* What you have to do:
Each line of the records that holds "arrangement" should be shown in full.

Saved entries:
----
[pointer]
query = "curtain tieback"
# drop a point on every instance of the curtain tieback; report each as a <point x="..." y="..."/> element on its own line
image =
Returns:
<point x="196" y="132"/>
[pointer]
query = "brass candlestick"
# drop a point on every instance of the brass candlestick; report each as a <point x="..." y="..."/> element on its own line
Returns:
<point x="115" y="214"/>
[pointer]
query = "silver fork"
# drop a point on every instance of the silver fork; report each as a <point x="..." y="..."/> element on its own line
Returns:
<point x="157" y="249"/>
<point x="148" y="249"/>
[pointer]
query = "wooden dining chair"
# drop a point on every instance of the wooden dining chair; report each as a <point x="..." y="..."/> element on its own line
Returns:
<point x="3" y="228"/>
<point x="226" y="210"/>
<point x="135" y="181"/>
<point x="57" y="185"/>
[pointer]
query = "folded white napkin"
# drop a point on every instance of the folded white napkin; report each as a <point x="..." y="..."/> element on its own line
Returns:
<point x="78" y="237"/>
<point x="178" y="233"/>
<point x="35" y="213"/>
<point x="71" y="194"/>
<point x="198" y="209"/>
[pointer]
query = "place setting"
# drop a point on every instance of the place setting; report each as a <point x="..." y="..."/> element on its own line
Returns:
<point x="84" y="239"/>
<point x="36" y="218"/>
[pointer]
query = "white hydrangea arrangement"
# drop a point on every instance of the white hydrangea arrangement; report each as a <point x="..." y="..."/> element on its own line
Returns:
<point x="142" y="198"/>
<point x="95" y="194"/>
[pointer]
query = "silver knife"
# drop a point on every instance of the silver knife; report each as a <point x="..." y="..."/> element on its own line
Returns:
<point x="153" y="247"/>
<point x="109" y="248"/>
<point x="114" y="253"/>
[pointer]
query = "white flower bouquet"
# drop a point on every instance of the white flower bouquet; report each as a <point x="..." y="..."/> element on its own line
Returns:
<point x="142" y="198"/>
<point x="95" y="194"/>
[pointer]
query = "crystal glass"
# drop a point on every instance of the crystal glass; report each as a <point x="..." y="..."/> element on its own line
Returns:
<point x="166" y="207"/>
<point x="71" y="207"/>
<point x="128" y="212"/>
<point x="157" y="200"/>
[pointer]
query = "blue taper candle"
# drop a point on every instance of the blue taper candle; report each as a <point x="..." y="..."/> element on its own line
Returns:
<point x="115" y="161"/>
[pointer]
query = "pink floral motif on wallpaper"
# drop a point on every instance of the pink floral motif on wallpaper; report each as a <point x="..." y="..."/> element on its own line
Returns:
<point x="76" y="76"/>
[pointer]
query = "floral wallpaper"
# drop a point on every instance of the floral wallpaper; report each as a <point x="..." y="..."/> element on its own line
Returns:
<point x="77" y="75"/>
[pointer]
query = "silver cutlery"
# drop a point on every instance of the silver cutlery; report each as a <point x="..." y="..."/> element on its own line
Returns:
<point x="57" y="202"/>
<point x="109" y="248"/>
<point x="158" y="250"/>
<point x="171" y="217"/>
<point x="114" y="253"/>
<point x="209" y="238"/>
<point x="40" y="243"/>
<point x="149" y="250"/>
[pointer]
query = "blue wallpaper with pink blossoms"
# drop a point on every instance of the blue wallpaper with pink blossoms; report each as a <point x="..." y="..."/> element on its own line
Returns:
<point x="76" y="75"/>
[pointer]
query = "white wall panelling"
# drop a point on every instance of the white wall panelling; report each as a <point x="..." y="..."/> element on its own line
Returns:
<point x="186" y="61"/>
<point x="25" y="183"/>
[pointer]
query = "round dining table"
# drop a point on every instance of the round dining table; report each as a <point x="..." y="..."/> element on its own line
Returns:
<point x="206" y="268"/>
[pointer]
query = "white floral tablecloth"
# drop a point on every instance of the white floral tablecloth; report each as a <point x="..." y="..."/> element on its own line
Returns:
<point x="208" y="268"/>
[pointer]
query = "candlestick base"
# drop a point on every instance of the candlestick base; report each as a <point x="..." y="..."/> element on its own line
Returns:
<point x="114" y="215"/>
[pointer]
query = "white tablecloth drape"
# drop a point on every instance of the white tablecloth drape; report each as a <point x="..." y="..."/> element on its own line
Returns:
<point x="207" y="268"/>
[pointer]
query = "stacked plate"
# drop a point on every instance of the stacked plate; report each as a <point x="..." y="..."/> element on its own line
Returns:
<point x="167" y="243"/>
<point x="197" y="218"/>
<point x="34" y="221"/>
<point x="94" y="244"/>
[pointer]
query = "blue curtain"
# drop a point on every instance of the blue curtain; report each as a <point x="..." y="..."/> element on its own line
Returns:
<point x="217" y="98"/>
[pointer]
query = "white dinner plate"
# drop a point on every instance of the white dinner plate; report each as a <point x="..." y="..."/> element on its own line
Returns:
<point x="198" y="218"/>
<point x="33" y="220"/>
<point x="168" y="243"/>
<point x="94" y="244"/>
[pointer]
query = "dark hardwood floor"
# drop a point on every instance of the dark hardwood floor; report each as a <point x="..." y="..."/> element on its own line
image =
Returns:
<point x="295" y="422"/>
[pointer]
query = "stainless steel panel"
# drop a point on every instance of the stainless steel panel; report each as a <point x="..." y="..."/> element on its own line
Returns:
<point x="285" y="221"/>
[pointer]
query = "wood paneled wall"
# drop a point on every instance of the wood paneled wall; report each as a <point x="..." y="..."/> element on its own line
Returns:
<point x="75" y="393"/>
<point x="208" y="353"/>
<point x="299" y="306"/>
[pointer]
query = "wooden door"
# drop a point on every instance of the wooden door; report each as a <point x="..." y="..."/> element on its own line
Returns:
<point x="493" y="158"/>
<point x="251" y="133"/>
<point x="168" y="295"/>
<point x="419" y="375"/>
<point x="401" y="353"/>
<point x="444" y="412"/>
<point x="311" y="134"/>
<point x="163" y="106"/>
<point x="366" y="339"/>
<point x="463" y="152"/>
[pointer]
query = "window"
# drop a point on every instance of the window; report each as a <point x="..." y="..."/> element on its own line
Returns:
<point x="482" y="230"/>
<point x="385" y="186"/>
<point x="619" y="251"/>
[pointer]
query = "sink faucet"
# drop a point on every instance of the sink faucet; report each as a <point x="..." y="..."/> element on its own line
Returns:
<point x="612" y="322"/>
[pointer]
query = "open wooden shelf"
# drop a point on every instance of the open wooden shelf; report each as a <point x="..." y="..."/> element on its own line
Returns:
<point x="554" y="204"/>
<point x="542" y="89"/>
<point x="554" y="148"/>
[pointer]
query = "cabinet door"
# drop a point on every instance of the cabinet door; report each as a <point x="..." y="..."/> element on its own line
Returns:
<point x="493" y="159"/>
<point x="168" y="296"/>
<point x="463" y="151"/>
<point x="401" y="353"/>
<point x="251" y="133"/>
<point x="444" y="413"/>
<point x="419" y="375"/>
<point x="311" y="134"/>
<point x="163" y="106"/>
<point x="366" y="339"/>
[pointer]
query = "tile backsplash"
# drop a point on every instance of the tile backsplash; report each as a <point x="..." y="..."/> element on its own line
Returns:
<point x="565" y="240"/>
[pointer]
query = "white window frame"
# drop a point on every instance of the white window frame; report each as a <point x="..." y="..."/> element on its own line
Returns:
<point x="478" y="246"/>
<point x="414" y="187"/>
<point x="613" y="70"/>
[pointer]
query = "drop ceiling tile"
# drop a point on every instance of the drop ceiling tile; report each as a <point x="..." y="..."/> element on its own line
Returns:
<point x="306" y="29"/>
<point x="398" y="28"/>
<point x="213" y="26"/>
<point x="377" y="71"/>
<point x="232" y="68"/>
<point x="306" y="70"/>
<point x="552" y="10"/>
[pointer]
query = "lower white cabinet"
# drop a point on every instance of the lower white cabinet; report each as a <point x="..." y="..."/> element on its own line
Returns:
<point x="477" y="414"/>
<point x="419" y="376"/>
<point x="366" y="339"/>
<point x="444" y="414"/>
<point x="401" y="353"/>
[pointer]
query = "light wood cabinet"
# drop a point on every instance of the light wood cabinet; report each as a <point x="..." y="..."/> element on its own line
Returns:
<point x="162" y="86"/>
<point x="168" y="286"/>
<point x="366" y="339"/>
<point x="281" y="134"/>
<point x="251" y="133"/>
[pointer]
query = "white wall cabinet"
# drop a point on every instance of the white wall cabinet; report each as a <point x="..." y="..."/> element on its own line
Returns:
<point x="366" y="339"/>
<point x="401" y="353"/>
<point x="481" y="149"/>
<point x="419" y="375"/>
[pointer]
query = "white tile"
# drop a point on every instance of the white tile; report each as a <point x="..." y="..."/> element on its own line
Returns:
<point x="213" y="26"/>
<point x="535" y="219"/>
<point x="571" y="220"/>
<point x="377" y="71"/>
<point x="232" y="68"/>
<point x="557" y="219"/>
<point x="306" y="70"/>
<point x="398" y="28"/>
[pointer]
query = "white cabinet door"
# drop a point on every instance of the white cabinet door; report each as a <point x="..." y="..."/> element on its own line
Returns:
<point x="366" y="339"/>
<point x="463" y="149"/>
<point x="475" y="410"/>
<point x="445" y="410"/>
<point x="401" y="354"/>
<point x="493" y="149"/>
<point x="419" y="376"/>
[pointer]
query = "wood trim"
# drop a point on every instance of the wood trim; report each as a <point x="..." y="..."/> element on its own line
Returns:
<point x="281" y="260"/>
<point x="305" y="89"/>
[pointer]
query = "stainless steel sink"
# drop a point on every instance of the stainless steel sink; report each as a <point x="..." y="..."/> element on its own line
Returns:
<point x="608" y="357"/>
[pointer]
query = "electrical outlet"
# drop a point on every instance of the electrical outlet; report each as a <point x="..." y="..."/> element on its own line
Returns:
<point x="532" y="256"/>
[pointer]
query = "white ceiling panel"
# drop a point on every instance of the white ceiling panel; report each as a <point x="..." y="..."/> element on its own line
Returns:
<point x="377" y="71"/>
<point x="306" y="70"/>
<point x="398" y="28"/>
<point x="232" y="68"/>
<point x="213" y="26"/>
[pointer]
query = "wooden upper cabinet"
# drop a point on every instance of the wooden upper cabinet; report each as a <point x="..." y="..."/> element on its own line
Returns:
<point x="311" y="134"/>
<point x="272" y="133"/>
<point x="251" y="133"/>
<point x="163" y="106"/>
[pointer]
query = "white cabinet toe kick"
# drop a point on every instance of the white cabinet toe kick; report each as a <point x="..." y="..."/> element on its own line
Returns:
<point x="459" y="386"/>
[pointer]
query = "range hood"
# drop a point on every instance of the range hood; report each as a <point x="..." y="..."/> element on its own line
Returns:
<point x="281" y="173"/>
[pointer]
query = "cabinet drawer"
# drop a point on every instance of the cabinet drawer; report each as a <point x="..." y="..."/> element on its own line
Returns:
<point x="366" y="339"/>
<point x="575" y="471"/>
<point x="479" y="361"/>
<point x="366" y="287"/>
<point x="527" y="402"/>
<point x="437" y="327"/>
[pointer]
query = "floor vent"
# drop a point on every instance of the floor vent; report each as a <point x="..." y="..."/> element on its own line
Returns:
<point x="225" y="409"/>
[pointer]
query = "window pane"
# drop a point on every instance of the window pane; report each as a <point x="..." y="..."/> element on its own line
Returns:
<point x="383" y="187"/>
----
* Reply to the exercise:
query = "white hydrangea arrangement"
# drop a point on every instance of the white hydrangea arrangement; report each as a <point x="..." y="..."/> element on its own line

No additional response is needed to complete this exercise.